**OBJECTIVE:** Repeat, word for word, the stretch of the passage on the Lives of St. Declan and St. Mochuda below that lies between "Life of St. Mochuda" and "University College, Cork.", inclusive.

**PASSAGE PROVIDED:**

Comann na Sgríbeann Gaedilge.

Celtic Weave Graphic

Vol. XVI.

[1914.]


Life of St. Declan of Ardmore,

(Edited from MS. in Bibliotheque Royale, Brussels),

AND

Life of St. Mochuda of Lismore,

(Edited from MS. in the Library of Royal Irish Academy),

With Introduction, Translation, and Notes,

BY

Rev. P. Power, M.R.I.A.,

University College, Cork.

1914.


CONTENTS.

Page of Life of Declan, MS. 4190-4200, Royal (Burgundian) Library, Brussels. [Handwriting of Brother Michael O'Clery.]


PREFACE.

It is solely the historical aspect and worth of the two tracts herewith presented that appealed to their edition and first suggested to him their preparation and publication.  Had preparation in question depended for its motive merely on considerations of the texts' philologic interest or value it would, to speak frankly, never have been undertaken.  The editor, who disclaims qualification as a philologist, regards these Lives as very valuable historical material, publication of which may serve to light up some dark corners of our Celtic ecclesiastical past.  He is egotist enough to hope that the present "blazing of the track," inadequate and feeble though it be, may induce other and better equipped explorers to follow.

    The present editor was studying the Life of Declan for quite another purpose when, some years since, the zealous Hon. Secretary of the Irish Texts Society suggested to him publication of the tract in its present form, and addition of the Life of Carthach [Mochuda].  Whatever credit therefore is due to originating this work is Miss Hull's, and hers alone.

    The editor's best thanks are due, and are hereby most gratefully tendered, to Rev. M. Sheehan, D.D., D.Ph., Rev. Paul Walsh, Rev. J. MacErlhean, S.J., M.A., as well as to Mr. R. O'Foley, who, at much expense of time and labour, have carefully read the proofs, and, with unselfish prodigality of their scholarly resources, have made many valuable suggestions and corrections.

**RECORDS:**
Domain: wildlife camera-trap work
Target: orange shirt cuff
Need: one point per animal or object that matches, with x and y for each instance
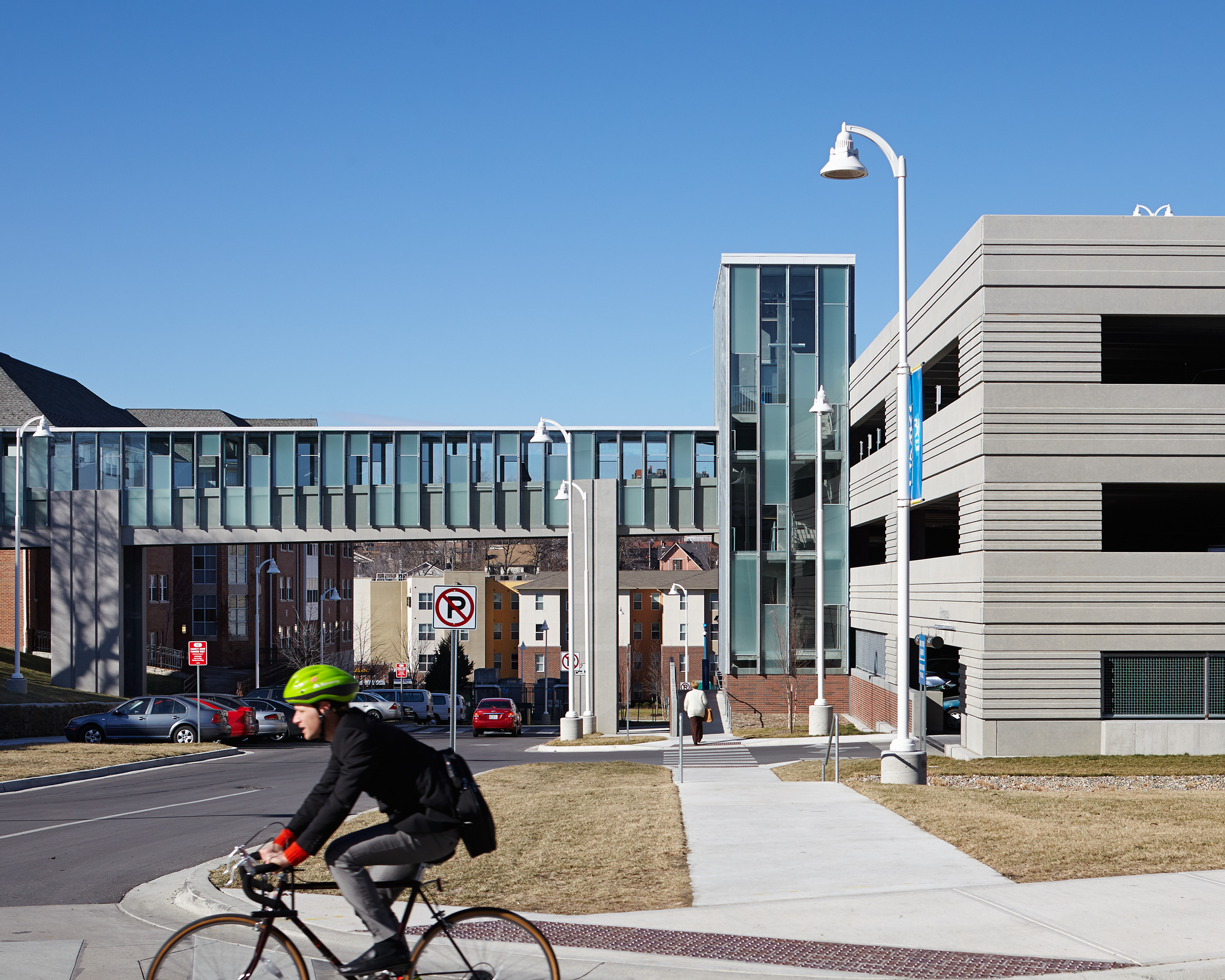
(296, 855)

...

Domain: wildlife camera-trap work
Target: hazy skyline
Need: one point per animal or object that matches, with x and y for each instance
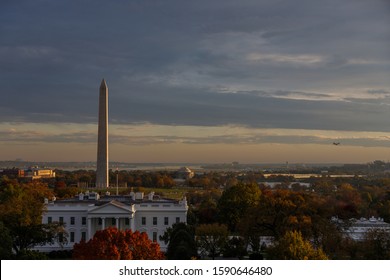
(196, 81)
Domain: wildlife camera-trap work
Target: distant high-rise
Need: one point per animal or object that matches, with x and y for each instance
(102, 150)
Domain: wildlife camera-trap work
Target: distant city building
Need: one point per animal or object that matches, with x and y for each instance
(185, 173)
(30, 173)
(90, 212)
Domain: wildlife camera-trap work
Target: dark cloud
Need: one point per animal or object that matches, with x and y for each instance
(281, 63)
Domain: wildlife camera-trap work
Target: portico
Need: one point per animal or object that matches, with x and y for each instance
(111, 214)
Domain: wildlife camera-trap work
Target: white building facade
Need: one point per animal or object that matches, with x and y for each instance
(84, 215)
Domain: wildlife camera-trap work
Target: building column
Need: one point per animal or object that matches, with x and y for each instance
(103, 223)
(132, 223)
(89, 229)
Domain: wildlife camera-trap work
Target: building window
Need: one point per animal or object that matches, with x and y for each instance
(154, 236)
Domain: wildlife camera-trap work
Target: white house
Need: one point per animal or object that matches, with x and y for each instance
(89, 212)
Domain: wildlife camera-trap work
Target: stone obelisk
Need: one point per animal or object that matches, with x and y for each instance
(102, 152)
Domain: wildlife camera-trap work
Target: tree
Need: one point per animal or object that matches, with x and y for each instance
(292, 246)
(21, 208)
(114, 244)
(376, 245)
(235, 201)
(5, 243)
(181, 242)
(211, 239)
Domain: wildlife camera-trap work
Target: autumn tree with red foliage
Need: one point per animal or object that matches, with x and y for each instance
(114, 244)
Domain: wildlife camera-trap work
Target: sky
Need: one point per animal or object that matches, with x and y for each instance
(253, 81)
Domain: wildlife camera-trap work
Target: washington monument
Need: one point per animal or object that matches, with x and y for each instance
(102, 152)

---

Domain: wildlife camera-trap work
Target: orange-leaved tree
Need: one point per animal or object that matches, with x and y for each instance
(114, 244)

**RESPONSE BELOW:**
Life of St. Mochuda of Lismore,

(Edited from MS. in the Library of Royal Irish Academy),

With Introduction, Translation, and Notes,

BY

Rev. P. Power, M.R.I.A.,

University College, Cork.